What is expected:
From the records that follow, copy every line in which "window" appears.

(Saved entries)
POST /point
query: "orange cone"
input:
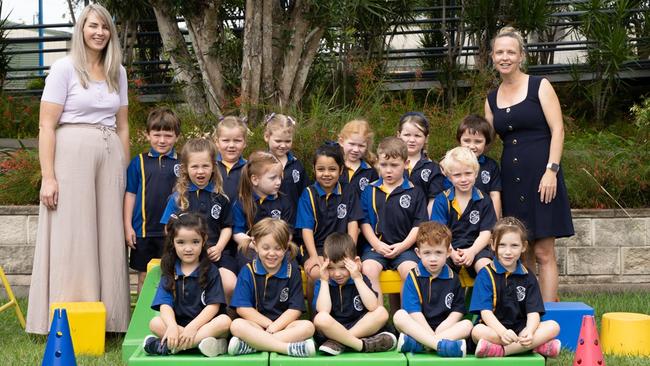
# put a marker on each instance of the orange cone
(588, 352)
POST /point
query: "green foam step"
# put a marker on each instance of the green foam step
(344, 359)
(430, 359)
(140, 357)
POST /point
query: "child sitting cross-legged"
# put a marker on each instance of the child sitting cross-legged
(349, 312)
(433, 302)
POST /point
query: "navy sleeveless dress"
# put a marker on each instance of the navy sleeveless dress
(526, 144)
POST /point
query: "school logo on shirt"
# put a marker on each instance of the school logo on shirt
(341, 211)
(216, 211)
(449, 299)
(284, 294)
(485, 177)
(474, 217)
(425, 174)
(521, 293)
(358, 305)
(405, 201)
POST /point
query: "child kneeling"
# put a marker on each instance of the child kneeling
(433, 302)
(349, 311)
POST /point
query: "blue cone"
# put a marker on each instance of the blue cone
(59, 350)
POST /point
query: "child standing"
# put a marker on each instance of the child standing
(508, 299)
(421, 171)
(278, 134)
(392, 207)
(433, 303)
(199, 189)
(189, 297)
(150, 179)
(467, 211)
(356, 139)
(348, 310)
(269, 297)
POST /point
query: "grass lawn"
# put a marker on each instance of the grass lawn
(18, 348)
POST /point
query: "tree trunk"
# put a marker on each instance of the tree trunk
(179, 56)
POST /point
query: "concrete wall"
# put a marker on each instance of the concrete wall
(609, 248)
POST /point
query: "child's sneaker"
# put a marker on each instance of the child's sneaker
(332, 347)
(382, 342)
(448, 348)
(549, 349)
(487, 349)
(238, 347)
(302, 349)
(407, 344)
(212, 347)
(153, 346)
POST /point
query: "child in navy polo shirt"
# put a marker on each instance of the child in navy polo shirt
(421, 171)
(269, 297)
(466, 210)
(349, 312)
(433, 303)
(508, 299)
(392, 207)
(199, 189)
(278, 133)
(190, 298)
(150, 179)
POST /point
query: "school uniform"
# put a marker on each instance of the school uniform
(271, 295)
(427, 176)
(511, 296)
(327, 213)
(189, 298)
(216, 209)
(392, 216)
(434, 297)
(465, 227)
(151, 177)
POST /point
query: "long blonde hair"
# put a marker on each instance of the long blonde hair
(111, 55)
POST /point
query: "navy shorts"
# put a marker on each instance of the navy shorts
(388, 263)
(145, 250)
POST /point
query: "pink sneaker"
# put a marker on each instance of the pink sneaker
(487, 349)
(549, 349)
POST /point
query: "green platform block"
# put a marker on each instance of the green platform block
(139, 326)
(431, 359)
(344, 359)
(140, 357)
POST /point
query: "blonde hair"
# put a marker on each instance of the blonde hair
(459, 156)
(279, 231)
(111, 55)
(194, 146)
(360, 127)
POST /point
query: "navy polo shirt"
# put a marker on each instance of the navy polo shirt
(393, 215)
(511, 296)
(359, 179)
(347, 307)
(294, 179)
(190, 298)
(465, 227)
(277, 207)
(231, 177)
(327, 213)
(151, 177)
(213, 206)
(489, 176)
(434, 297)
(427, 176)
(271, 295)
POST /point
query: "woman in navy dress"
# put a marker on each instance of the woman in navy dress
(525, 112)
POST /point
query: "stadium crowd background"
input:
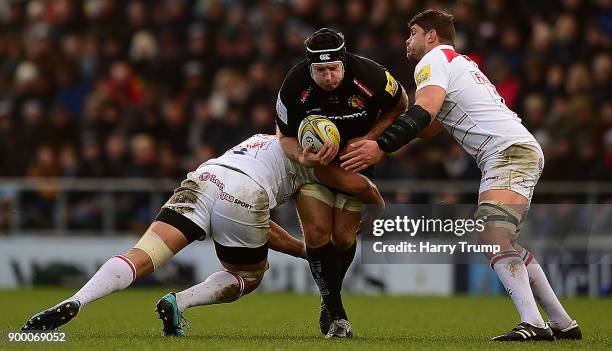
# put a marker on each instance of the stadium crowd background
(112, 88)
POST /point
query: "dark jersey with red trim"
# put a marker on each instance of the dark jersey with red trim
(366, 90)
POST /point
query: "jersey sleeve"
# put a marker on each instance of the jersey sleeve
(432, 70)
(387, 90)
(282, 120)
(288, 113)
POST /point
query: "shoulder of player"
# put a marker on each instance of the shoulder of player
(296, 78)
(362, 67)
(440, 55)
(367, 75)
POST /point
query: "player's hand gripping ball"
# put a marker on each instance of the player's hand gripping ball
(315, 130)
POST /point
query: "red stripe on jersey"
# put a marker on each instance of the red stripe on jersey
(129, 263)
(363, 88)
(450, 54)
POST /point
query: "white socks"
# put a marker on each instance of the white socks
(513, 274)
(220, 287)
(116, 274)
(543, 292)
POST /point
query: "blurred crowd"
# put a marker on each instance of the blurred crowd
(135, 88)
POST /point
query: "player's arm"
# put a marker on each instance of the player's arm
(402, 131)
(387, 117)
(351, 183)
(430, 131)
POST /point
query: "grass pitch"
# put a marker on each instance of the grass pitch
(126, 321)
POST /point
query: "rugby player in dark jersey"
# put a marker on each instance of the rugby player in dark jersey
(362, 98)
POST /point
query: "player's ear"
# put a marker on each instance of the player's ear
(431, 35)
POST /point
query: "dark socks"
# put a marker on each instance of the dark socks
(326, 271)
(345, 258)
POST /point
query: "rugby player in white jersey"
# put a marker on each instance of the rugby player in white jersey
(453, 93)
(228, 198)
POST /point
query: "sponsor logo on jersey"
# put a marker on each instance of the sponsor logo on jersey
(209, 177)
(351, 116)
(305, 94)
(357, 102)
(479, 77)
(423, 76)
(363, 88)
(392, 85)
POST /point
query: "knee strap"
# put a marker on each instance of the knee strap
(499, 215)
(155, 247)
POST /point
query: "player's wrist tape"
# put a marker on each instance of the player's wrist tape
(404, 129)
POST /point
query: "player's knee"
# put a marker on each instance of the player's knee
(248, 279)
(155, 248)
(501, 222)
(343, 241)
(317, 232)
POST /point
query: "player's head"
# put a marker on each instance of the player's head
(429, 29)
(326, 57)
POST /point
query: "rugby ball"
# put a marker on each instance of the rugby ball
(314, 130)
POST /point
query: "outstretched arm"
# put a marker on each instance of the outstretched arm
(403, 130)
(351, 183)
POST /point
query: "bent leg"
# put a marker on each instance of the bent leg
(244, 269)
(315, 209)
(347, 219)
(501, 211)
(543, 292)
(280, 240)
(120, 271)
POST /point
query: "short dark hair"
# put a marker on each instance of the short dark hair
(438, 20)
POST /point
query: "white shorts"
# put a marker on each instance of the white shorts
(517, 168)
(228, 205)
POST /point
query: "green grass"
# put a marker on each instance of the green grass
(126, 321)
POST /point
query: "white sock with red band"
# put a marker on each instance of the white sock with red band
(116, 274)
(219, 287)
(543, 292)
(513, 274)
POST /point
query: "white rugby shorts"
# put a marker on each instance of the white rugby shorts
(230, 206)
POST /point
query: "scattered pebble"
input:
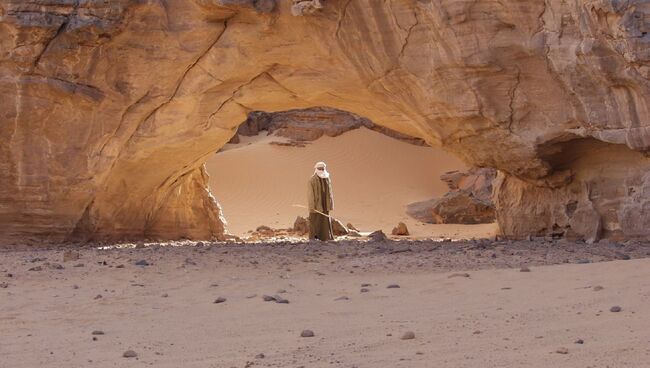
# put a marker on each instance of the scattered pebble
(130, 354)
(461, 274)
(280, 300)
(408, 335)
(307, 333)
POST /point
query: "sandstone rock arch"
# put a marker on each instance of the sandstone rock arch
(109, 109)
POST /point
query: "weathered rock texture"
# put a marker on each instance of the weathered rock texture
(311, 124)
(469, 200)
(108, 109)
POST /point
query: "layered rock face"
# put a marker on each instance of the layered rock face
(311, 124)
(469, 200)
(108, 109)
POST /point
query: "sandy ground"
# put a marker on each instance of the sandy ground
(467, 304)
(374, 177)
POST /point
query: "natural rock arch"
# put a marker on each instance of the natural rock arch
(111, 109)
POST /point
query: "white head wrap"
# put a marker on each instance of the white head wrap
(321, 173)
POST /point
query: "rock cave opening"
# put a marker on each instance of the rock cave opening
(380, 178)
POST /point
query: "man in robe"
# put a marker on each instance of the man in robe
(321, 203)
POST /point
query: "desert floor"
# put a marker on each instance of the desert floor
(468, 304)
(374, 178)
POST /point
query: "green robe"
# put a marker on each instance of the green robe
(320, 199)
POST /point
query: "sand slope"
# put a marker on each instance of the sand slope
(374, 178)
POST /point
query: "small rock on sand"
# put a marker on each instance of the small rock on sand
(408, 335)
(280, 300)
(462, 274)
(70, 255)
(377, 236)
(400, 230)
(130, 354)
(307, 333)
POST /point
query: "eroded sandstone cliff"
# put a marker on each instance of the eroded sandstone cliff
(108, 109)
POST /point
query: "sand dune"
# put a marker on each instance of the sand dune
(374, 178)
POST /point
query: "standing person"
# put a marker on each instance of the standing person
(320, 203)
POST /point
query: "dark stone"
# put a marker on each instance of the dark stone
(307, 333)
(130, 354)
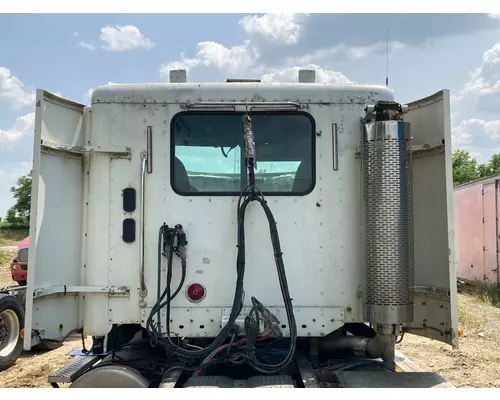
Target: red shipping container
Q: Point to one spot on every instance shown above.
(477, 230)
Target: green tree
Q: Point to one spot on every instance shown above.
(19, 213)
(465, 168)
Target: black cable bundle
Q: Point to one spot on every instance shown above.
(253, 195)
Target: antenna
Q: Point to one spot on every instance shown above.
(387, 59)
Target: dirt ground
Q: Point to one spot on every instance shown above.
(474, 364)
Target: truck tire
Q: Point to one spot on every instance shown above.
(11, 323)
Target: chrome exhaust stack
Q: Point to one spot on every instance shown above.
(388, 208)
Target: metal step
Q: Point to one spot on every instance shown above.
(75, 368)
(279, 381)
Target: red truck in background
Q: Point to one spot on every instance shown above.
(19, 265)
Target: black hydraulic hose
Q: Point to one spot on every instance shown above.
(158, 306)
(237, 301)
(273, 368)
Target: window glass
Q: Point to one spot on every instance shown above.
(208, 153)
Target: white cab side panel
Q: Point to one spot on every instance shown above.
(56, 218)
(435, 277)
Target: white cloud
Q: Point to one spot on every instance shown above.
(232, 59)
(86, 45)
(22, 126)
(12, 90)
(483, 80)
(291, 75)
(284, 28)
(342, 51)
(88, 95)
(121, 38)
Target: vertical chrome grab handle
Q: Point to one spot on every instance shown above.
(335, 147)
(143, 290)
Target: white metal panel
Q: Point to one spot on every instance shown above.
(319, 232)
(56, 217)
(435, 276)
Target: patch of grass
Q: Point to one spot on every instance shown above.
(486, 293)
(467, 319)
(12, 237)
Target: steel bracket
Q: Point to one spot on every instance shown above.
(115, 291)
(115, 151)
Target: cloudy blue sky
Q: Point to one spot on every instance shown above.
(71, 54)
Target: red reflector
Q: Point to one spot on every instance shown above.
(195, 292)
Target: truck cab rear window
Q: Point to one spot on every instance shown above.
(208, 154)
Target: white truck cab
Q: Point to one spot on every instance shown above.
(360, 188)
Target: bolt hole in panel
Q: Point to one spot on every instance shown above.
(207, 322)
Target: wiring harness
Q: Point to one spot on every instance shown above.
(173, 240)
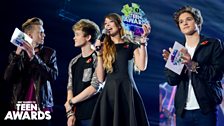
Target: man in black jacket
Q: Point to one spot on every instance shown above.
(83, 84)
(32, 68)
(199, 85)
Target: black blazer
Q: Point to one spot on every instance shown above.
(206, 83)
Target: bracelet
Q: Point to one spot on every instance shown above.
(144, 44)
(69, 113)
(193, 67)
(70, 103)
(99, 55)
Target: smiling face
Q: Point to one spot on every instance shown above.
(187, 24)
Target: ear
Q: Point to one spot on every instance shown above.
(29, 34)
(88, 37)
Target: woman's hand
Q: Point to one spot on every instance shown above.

Solution for this exercise:
Target: window glass
Target: truck cab rear window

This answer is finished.